Required work: From the Wasmtime PR discussion, write out the passage starting with "To solve the" and going on through "after you take).", and swap "runtime state" for "runtime bookkeeping".

START Provided text

Wasmtime GitHub notifications bot (Feb 01 2024 at 16:38):

badeend commented on PR #7812:

I chose to go with a hybrid approach. For the public API, I changed it to what you suggested. Internally, I removed Lease & SlotIdentity. But I kept Slot to perform the resource type check. Also, as part of the updated design (see above) I needed take_any and restore_any so I included those as well.

Wasmtime GitHub notifications bot (Feb 05 2024 at 17:12):

alexcrichton commented on PR #7812:

Reading over this and see how this all turned out, I'm personally starting to get second thoughts on this. We're effectively reimplementing our own Future trait and as I'm sure you've seen we start implementing our own primitive functions (e.g. poll_fn) as well as we can't use standard things like async fn or #[async_trait]. I'm a bit worried that the direction this is taking us is straying off the path of maintainability for async support as things get more advanced over time.

Now that's all easy to say but this PR is still solving a concrete problem which is letting implementations access resources while polling, so I don't think simply closing this PR is an option. That being said after having read over this I wonder if there's perhaps an alternative implementation route that we can take.

Originally when designing Future-the-trait we ran into this issue of situations wanting to pass more context along through the poll method but the context doesn't survive longer than a single call to poll. To do that we ended up creating task-local variables which are like thread locals but instead stick with a task. That doesn't solve the immediate problem at hand though since you want mutable access, not just readable access.

To solve the mutability problem I realized that the take/restore bits look like Option<T> and so they've already got runtime state associated with them. One alternative would be to use a RefCell<T> instead and effectively repurpose that runtime state. That would enable acquiring &mut T from &ResourceTable so long as it's done "correctly" which is basically already the situation we have today (make sure you restore after you take).

How would you feel about something like that? We could still preserve get_mut as a method which has no runtime overhead (apart from storage space) but I'm imagining that a borrow_mut() method would be added. I'll note that get would have to go away in this world and be replaced with borrow() as a consequence, which likely affects code we have today.

While RefCell is unlikely to win any award for being the most ergonomic thing in the world this feels like it might provide a better tradeoff because we wouldn't fall off the well-trodden-path of Rust async into custom traits and such. I would want to make sure it works for your use case though.

I also realize though that you've probably already put in a great deal of work to this PR with 2 versions now so I'm hesitant to ask for a third. I'd be happy to help sketch this out and do some of the refactoring work to see if I feel like it's going to pay off.

Wasmtime GitHub notifications bot (Feb 05 2024 at 22:57):

badeend commented on PR #7812:

I think you mean changing
async fn ready(&mut self);
to
async fn ready(&mut self, table: &ResourceTable);
right?

That doesn;t work because &ResourceTable is not Send as ResourceTable is not Sync.

Wasmtime GitHub notifications bot (Feb 09 2024 at 11:17):

alexcrichton commented on PR #7812:

Good point, yes, I'm more-or-less saying we should do that. (either that or use a task-local but I think that still captures &T).

END Provided text
START Provided information

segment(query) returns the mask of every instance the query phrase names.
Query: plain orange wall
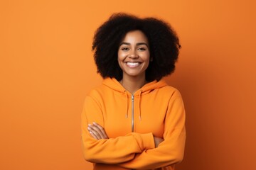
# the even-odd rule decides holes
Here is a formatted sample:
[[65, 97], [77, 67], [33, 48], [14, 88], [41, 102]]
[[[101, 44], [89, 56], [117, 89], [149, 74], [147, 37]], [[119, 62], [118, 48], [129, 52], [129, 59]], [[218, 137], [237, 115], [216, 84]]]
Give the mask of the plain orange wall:
[[177, 169], [256, 169], [254, 1], [1, 1], [0, 169], [90, 169], [80, 113], [101, 82], [92, 38], [114, 12], [169, 22], [182, 45], [166, 78], [183, 94]]

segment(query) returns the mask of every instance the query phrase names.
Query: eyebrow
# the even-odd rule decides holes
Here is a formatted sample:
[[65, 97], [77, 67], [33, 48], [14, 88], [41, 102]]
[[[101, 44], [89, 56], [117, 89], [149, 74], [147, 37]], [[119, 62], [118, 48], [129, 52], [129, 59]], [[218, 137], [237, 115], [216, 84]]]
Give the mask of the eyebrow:
[[[120, 44], [119, 46], [122, 45], [131, 45], [130, 43], [128, 43], [128, 42], [123, 42]], [[139, 42], [139, 43], [137, 43], [136, 45], [145, 45], [146, 47], [149, 47], [147, 43], [146, 42]]]

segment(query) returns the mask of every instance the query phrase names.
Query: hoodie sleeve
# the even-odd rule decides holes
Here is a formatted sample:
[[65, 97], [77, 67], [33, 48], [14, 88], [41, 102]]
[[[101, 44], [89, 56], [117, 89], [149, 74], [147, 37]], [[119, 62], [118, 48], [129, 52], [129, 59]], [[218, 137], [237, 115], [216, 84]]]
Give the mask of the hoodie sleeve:
[[164, 122], [164, 140], [157, 148], [146, 149], [142, 153], [137, 154], [132, 160], [119, 164], [119, 166], [132, 169], [151, 169], [182, 161], [186, 130], [185, 110], [181, 97], [179, 96], [171, 99], [168, 107]]
[[[82, 148], [87, 161], [117, 164], [132, 160], [136, 153], [154, 147], [152, 133], [129, 133], [126, 136], [106, 140], [94, 139], [87, 130], [88, 123], [97, 122], [104, 127], [100, 105], [92, 97], [85, 98], [82, 113]], [[129, 145], [128, 145], [129, 144]], [[129, 147], [128, 147], [129, 146]]]

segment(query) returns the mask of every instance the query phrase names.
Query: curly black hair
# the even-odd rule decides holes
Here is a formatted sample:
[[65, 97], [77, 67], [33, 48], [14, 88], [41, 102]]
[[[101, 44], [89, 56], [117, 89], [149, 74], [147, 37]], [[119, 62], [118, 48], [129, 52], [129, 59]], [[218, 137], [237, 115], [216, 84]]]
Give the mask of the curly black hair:
[[95, 32], [92, 50], [97, 67], [97, 73], [105, 79], [122, 79], [122, 70], [117, 61], [117, 51], [125, 35], [132, 30], [142, 31], [148, 38], [150, 57], [146, 69], [148, 81], [160, 80], [172, 73], [181, 47], [178, 38], [171, 26], [155, 18], [139, 18], [126, 13], [115, 13]]

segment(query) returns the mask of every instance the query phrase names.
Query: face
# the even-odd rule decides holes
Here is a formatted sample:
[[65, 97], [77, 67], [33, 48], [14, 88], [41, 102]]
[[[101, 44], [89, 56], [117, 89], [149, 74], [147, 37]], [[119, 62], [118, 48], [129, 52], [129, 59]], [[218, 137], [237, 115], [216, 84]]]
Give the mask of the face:
[[118, 50], [118, 63], [127, 76], [145, 79], [149, 64], [149, 46], [147, 38], [141, 30], [128, 32]]

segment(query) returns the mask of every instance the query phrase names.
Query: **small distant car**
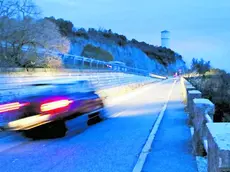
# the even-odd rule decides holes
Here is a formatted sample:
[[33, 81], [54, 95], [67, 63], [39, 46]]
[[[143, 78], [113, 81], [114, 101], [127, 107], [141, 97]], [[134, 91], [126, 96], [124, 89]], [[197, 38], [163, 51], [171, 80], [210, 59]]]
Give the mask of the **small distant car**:
[[68, 84], [34, 84], [28, 95], [0, 105], [0, 128], [22, 131], [30, 138], [64, 137], [65, 121], [88, 116], [88, 125], [103, 119], [102, 98], [88, 81]]

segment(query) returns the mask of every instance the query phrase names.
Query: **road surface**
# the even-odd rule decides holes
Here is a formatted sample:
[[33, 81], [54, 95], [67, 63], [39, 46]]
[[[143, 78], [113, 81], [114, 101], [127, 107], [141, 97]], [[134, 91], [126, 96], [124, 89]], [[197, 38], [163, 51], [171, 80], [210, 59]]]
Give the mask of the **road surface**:
[[117, 101], [106, 102], [108, 119], [86, 128], [80, 120], [67, 123], [61, 139], [30, 141], [0, 137], [2, 172], [129, 172], [172, 88], [173, 80], [151, 84]]

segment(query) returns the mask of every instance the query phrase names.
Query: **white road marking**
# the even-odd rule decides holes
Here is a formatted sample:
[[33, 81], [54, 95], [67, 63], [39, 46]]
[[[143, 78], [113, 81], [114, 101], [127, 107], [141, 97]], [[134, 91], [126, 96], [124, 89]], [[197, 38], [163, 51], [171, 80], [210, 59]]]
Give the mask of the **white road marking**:
[[157, 118], [157, 121], [155, 122], [155, 124], [154, 124], [154, 126], [152, 128], [152, 131], [151, 131], [151, 133], [150, 133], [150, 135], [149, 135], [149, 137], [148, 137], [148, 139], [147, 139], [147, 141], [146, 141], [146, 143], [145, 143], [145, 145], [144, 145], [144, 147], [143, 147], [143, 149], [142, 149], [142, 151], [140, 153], [140, 156], [139, 156], [139, 158], [137, 160], [137, 163], [133, 168], [133, 172], [141, 172], [142, 169], [143, 169], [143, 166], [145, 164], [145, 161], [146, 161], [146, 158], [148, 156], [148, 153], [151, 150], [151, 146], [152, 146], [153, 140], [154, 140], [154, 138], [156, 136], [157, 130], [158, 130], [160, 124], [161, 124], [162, 118], [164, 117], [164, 113], [165, 113], [165, 110], [167, 108], [167, 104], [168, 104], [168, 102], [170, 100], [170, 97], [171, 97], [173, 88], [175, 86], [175, 83], [176, 83], [176, 81], [173, 82], [173, 85], [172, 85], [172, 88], [171, 88], [171, 90], [170, 90], [170, 92], [168, 94], [167, 100], [166, 100], [166, 102], [165, 102], [165, 104], [164, 104], [164, 106], [163, 106], [163, 108], [162, 108], [162, 110], [161, 110], [161, 112], [160, 112], [160, 114], [159, 114], [159, 116]]

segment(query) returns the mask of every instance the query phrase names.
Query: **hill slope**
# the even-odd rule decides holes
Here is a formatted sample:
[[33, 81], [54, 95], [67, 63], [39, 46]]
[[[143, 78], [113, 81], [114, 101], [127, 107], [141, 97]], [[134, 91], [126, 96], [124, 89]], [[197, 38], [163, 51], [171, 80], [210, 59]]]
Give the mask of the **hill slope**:
[[182, 57], [170, 49], [138, 42], [135, 39], [128, 40], [124, 35], [113, 33], [111, 30], [90, 28], [86, 31], [83, 28], [75, 29], [70, 21], [54, 17], [46, 19], [54, 22], [61, 34], [71, 40], [70, 54], [92, 56], [105, 61], [113, 59], [124, 62], [127, 66], [159, 74], [173, 73], [186, 68]]

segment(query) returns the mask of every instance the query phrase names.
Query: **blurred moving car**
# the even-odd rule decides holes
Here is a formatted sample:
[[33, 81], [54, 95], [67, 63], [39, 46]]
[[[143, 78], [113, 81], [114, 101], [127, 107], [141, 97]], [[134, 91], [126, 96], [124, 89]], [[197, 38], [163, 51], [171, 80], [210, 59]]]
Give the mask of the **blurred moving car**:
[[88, 125], [103, 118], [103, 101], [88, 81], [68, 84], [34, 84], [28, 95], [0, 105], [0, 128], [22, 131], [25, 136], [63, 137], [65, 121], [88, 116]]

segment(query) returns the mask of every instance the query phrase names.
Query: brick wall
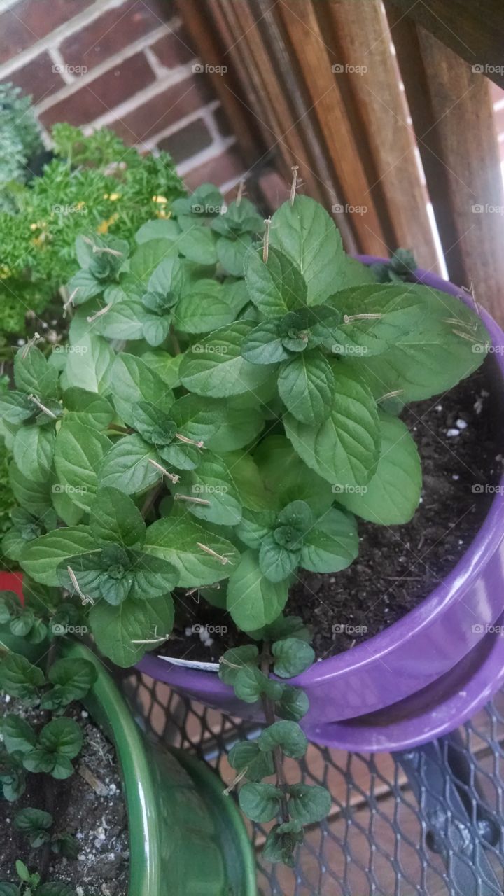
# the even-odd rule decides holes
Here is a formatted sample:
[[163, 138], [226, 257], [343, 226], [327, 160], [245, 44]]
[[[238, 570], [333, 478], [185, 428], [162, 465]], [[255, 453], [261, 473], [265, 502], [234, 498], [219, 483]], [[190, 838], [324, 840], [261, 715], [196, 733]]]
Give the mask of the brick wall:
[[47, 134], [106, 125], [227, 192], [245, 166], [201, 68], [172, 0], [0, 0], [0, 82], [33, 95]]

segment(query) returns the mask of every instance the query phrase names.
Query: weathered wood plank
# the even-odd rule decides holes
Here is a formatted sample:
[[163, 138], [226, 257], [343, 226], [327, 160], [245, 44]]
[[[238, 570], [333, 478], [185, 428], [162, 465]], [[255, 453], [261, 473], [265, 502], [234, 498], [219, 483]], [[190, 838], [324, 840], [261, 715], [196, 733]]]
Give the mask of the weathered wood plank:
[[450, 280], [504, 321], [504, 197], [489, 82], [387, 4]]

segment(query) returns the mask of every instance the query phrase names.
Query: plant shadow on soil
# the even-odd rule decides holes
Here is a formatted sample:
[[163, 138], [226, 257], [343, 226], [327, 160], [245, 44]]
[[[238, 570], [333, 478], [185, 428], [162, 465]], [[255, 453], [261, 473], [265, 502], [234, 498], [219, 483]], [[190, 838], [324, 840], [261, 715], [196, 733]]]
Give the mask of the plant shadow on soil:
[[[423, 487], [413, 519], [400, 526], [359, 520], [359, 556], [337, 573], [300, 572], [286, 607], [313, 630], [318, 659], [378, 634], [418, 606], [455, 567], [476, 536], [504, 471], [504, 415], [493, 358], [446, 395], [417, 401], [401, 418], [416, 443]], [[500, 452], [502, 452], [502, 454]], [[177, 601], [173, 636], [158, 650], [218, 662], [249, 641], [229, 615], [197, 593]], [[202, 635], [195, 624], [227, 626]]]

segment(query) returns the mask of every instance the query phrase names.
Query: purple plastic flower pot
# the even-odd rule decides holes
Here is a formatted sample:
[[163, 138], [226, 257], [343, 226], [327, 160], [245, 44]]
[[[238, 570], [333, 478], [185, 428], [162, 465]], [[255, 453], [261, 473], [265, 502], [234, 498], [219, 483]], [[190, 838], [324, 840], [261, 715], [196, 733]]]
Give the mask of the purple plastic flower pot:
[[[369, 255], [360, 260], [382, 261]], [[416, 278], [471, 301], [435, 274], [419, 269]], [[504, 332], [486, 312], [482, 317], [495, 352], [497, 386], [502, 389]], [[303, 726], [314, 741], [348, 749], [413, 746], [440, 733], [439, 728], [456, 728], [498, 689], [504, 638], [491, 633], [489, 640], [485, 632], [504, 610], [504, 478], [500, 486], [455, 569], [415, 609], [369, 641], [292, 679], [309, 698]], [[178, 667], [152, 655], [138, 668], [203, 703], [244, 718], [255, 714], [254, 707], [237, 701], [214, 671]], [[439, 712], [444, 727], [436, 722]]]

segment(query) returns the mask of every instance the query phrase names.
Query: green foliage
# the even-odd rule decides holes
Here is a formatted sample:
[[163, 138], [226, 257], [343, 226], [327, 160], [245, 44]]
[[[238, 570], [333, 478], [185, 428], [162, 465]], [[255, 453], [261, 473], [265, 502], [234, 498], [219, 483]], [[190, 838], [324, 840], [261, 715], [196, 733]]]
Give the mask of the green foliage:
[[[115, 136], [89, 140], [57, 130], [72, 177], [117, 156]], [[135, 159], [127, 151], [125, 177]], [[248, 200], [228, 207], [213, 185], [171, 195], [169, 218], [72, 232], [66, 350], [19, 352], [16, 388], [0, 393], [21, 505], [4, 550], [63, 589], [122, 666], [169, 636], [178, 589], [205, 599], [222, 582], [221, 607], [225, 595], [234, 623], [260, 639], [300, 570], [353, 562], [356, 517], [411, 519], [420, 460], [391, 411], [468, 375], [488, 341], [452, 297], [399, 276], [375, 282], [306, 196], [275, 212], [261, 244]], [[407, 263], [398, 254], [395, 270]], [[29, 607], [9, 625], [42, 636], [35, 617]], [[279, 677], [313, 659], [300, 629], [267, 639]], [[253, 655], [236, 665], [227, 680], [241, 699], [274, 700], [287, 727], [306, 711]], [[54, 685], [51, 705], [68, 683]]]
[[[31, 97], [12, 83], [0, 85], [0, 210], [13, 211], [11, 190], [31, 177], [32, 157], [43, 150]], [[10, 189], [11, 188], [11, 189]]]
[[[300, 637], [291, 636], [296, 633]], [[311, 666], [315, 654], [308, 643], [308, 633], [295, 616], [280, 617], [262, 635], [265, 640], [261, 653], [255, 644], [245, 644], [227, 650], [219, 664], [219, 677], [232, 685], [237, 697], [248, 702], [261, 700], [267, 722], [257, 740], [236, 744], [229, 759], [238, 772], [234, 784], [248, 779], [239, 790], [245, 814], [253, 822], [282, 819], [266, 838], [265, 858], [293, 865], [296, 847], [303, 840], [303, 825], [321, 821], [329, 813], [331, 796], [322, 787], [286, 783], [282, 757], [300, 759], [308, 747], [298, 722], [308, 711], [308, 702], [300, 688], [274, 681], [267, 671], [273, 661], [274, 671], [282, 677], [299, 675]], [[261, 780], [274, 773], [275, 784]]]
[[[30, 116], [19, 119], [28, 127]], [[166, 152], [143, 157], [111, 131], [85, 136], [69, 125], [56, 125], [53, 140], [56, 157], [40, 177], [11, 190], [9, 211], [0, 211], [0, 331], [22, 332], [27, 310], [41, 312], [76, 274], [79, 235], [131, 241], [184, 194]]]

END Provided information

Completed task:
To solve the mutability problem I realized that the take/restore bits look like Option<T> and so they've already got runtime bookkeeping associated with them. One alternative would be to use a RefCell<T> instead and effectively repurpose that runtime bookkeeping. That would enable acquiring &mut T from &ResourceTable so long as it's done "correctly" which is basically already the situation we have today (make sure you restore after you take).